◆ **SET PROBLEM**:
Repeat the material below exactly, line for line.

^^^^^^^^^^^^^^^^

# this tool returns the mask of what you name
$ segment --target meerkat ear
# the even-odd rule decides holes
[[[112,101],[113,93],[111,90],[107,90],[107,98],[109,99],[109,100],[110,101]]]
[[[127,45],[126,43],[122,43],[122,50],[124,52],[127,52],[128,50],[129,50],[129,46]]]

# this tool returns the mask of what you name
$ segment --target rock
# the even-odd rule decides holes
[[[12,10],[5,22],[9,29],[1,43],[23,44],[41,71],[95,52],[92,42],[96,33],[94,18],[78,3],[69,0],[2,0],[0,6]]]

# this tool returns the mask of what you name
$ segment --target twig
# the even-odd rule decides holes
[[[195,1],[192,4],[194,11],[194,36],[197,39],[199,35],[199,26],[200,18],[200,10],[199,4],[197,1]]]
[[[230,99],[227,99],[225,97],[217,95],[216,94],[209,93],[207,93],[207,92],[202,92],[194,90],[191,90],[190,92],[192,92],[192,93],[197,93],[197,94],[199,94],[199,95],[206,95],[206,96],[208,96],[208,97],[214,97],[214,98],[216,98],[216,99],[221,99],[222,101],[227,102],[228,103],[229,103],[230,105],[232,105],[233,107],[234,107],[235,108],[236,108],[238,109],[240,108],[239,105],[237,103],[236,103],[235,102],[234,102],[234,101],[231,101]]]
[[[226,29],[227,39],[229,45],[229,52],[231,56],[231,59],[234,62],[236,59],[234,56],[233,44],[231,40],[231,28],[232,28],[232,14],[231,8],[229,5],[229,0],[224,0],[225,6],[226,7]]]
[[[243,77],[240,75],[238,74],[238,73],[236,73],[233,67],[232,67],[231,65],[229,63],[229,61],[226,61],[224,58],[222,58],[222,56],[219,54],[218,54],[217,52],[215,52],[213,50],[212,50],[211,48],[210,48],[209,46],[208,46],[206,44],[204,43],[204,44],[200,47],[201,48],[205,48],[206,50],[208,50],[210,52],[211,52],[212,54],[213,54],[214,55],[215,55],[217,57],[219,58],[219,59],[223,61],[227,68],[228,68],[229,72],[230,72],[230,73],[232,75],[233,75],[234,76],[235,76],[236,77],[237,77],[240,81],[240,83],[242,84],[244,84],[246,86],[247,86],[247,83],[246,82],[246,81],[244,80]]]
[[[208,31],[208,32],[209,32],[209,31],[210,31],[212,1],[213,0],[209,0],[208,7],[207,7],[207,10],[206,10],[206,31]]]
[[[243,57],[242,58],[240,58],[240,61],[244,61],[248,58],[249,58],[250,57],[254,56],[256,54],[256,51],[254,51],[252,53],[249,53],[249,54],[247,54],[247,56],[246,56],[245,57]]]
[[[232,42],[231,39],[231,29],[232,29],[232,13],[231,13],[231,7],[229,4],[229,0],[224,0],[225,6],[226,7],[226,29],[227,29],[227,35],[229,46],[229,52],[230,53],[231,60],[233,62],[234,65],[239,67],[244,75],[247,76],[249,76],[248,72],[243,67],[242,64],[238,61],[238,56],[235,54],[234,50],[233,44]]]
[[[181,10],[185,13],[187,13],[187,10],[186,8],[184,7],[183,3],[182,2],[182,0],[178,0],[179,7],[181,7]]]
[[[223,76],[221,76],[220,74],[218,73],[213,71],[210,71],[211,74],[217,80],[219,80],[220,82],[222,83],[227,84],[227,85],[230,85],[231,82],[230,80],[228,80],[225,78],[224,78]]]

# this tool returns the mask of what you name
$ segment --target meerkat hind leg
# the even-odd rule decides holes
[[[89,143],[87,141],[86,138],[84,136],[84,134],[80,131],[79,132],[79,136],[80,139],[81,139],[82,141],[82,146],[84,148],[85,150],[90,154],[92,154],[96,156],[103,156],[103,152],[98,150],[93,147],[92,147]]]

^^^^^^^^^^^^^^^^

◆ **TASK RESULT**:
# this tool returns the mask of what you name
$ segment --target meerkat ear
# the even-odd rule decides holes
[[[112,101],[113,93],[111,90],[107,90],[107,98],[109,99],[109,100],[110,101]]]
[[[127,45],[126,43],[122,43],[122,50],[124,52],[127,52],[128,50],[129,50],[129,46]]]

# this tool returns the mask of what you name
$ segment --target rock
# the even-odd rule decides holes
[[[12,10],[5,22],[9,29],[1,43],[23,44],[41,71],[95,52],[92,42],[96,33],[94,18],[78,3],[69,0],[2,0],[0,6]]]

# this tool returns the mask of what you name
$ segment --target twig
# the even-odd rule decides holes
[[[195,1],[192,4],[194,11],[194,36],[197,39],[199,35],[199,26],[200,18],[200,10],[199,4],[197,1]]]
[[[230,99],[227,99],[225,97],[217,95],[216,94],[209,93],[207,93],[207,92],[202,92],[194,90],[191,90],[190,92],[192,92],[192,93],[197,93],[197,94],[199,94],[199,95],[206,95],[206,96],[208,96],[208,97],[214,97],[214,98],[216,98],[216,99],[221,99],[222,101],[227,102],[228,103],[229,103],[230,105],[232,105],[233,107],[234,107],[235,108],[236,108],[238,109],[240,108],[239,105],[237,103],[236,103],[235,102],[234,102],[234,101],[231,101]]]
[[[226,29],[227,39],[229,45],[229,52],[231,56],[231,59],[234,62],[236,59],[234,56],[233,44],[231,40],[231,28],[232,28],[232,14],[231,8],[229,5],[229,0],[224,0],[225,6],[226,7]]]
[[[243,77],[240,75],[238,74],[238,73],[236,73],[233,67],[232,67],[231,65],[229,63],[229,61],[226,61],[224,58],[222,58],[222,56],[219,54],[218,54],[217,52],[215,52],[213,50],[212,50],[211,48],[210,48],[209,46],[208,46],[206,44],[204,43],[204,44],[200,47],[201,48],[205,48],[206,50],[208,50],[210,52],[211,52],[212,54],[213,54],[214,55],[215,55],[217,57],[219,58],[219,59],[223,61],[227,68],[228,68],[229,72],[230,72],[230,73],[232,75],[233,75],[234,76],[235,76],[236,77],[237,77],[240,81],[240,83],[242,84],[244,84],[246,86],[247,86],[247,83],[246,82],[246,81],[244,80]]]
[[[208,31],[208,32],[209,32],[209,31],[210,31],[212,1],[213,0],[209,0],[208,7],[207,7],[207,10],[206,10],[206,31]]]
[[[243,57],[242,58],[240,58],[240,61],[244,61],[248,58],[249,58],[250,57],[254,56],[256,54],[256,51],[254,51],[252,53],[249,53],[249,54],[247,54],[247,56],[246,56],[245,57]]]
[[[232,42],[231,39],[231,29],[232,29],[232,13],[231,13],[231,7],[229,4],[229,0],[224,0],[225,6],[226,7],[226,29],[227,29],[227,35],[229,46],[229,52],[230,53],[231,60],[233,62],[234,65],[239,67],[244,75],[247,76],[249,76],[248,72],[243,67],[242,64],[238,61],[238,56],[235,54],[234,50],[233,44]]]
[[[181,10],[185,13],[187,13],[187,10],[186,8],[184,7],[183,3],[182,2],[182,0],[178,0],[179,7],[181,7]]]
[[[223,76],[221,76],[220,74],[218,73],[213,71],[210,71],[211,74],[217,80],[219,80],[220,82],[222,83],[227,84],[227,85],[230,85],[231,82],[230,80],[228,80],[225,78],[224,78]]]

# this tool returns the mask of what you name
$ segment --target meerkat hind leg
# the even-odd rule decides holes
[[[89,143],[87,141],[86,138],[84,136],[84,134],[80,131],[79,132],[79,136],[80,139],[81,139],[82,141],[82,146],[84,148],[85,150],[90,154],[92,154],[96,156],[103,156],[103,152],[98,150],[93,147],[92,147]]]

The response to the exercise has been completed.